━━━━━ KUTIPAN SUMBER
Tiongkok Kemungkinan Kehilangan Target Pertumbuhan karena Perlambatan Ekonomi  di Kuartal Ketiga 

oleh :  Antonio Graceffo

Data ekonomi kuartal ketiga Tiongkok menunjukkan terjadinya perlambatan yang terus berlanjut, sehingga tidak mungkin mencapai target pertumbuhan produk domestik bruto (PDB) tahun 2024.

Ekonomi Tiongkok menunjukkan tanda-tanda perlambatan secara signifikan, dengan inflasi inti yang turun ke level paling rendah dalam kurun waktu lebih dari tiga tahun terakhir. Penurunan ini menimbulkan kekhawatiran mengenai kemampuan negara ini  mencapai target pertumbuhan sekitar 5% pada tahun 2024.

Pada  Agustus, indeks harga konsumen (IHK), tidak termasuk makanan dan energi, naik hanya 0,3 persen YoY menandai pertumbuhan paling lambat sejak Maret 2021. Meskipun inflasi secara keseluruhan naik 0,6 persen, hal ini terutama disebabkan oleh kenaikan harga pangan yang disebabkan oleh cuaca buruk, namun angka tersebut masih jauh dari ekspektasi.

Lemahnya permintaan – ditambah dengan penurunan harga di sektor utama seperti kendaraan listrik dan elektronik – telah meningkatkan tekanan deflasi. Tanpa intervensi pemerintah, ekonomi berisiko berputar ke dalam siklus penurunan harga, upah, dan pendapatan perusahaan. 

Sentimen pasar juga tertekan, dengan indeks saham dan mata uang Tiongkok mengalami kerugian yang berkelanjutan. Selama sebulan terakhir, dollar sedikit melemah sebagai antisipasi terhadap The Federal Reserve yang akan memangkas suku bunga, tetapi penurunan ini tidak memberikan dorongan pada yuan, yang tetap saja flat.

Faktor kunci yang berkontribusi pada kenaikan inflasi yang tidak terlalu besar adalah lonjakan harga makanan. Harga sayuran segar melonjak 21,8% dibandingkan dengan periode yang sama tahun lalu, menambah 0,44 poin persentase pada Consumer Price Index atau Indeks Harga Konsumen (CPI) secara keseluruhan. Meskipun ada langkah-langkah stimulus seperti penurunan suku bunga dan program-program seperti insentif, upaya-upaya ini tidak cukup untuk mengimbangi hambatan dari pasar perumahan yang lesu dan lemahnya kepercayaan konsumen. Sementara itu, harga di tingkat pabrik tetap mengalami deflasi sejak akhir 2022, dengan indeks harga produsen turun 1,8 persen YoY, melampaui perkiraan penurunan 1,5 persen.
━━━━━━━━━━
(PETUNJUK TUGAS):
**A)** Jawablah pertanyaan berikut berdasarkan artikel tentang perlambatan ekonomi Tiongkok.
(i) Berapa target pertumbuhan Tiongkok pada tahun 2024?
(ii) Pada Agustus, berapa persen kenaikan indeks harga konsumen (IHK) di luar makanan dan energi secara YoY?
(iii) Berapa persen lonjakan harga sayuran segar dibandingkan dengan periode yang sama tahun lalu?
**B)** Salin dengan tepat bagian artikel tentang perlambatan ekonomi Tiongkok, dimulai dari "Sentimen pasar juga" dan berlanjut sampai "tetap saja flat.".
━━━━━ BARIS DATA
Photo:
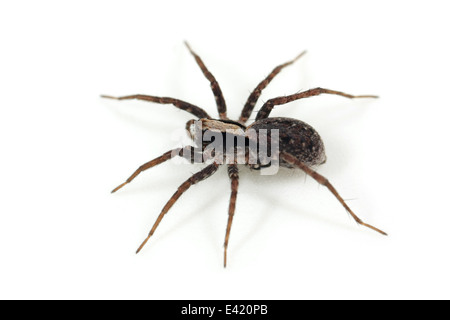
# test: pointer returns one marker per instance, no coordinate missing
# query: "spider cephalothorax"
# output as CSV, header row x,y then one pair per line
x,y
298,145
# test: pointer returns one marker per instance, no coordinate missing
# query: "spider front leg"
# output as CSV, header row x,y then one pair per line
━━━━━━━━━━
(JAWABAN TIAP TUGAS):
**A)**
(i) Sekitar 5%.
(ii) 0,3 persen.
(iii) 21,8%.

**B)**
Sentimen pasar juga tertekan, dengan indeks saham dan mata uang Tiongkok mengalami kerugian yang berkelanjutan. Selama sebulan terakhir, dollar sedikit melemah sebagai antisipasi terhadap The Federal Reserve yang akan memangkas suku bunga, tetapi penurunan ini tidak memberikan dorongan pada yuan, yang tetap saja flat.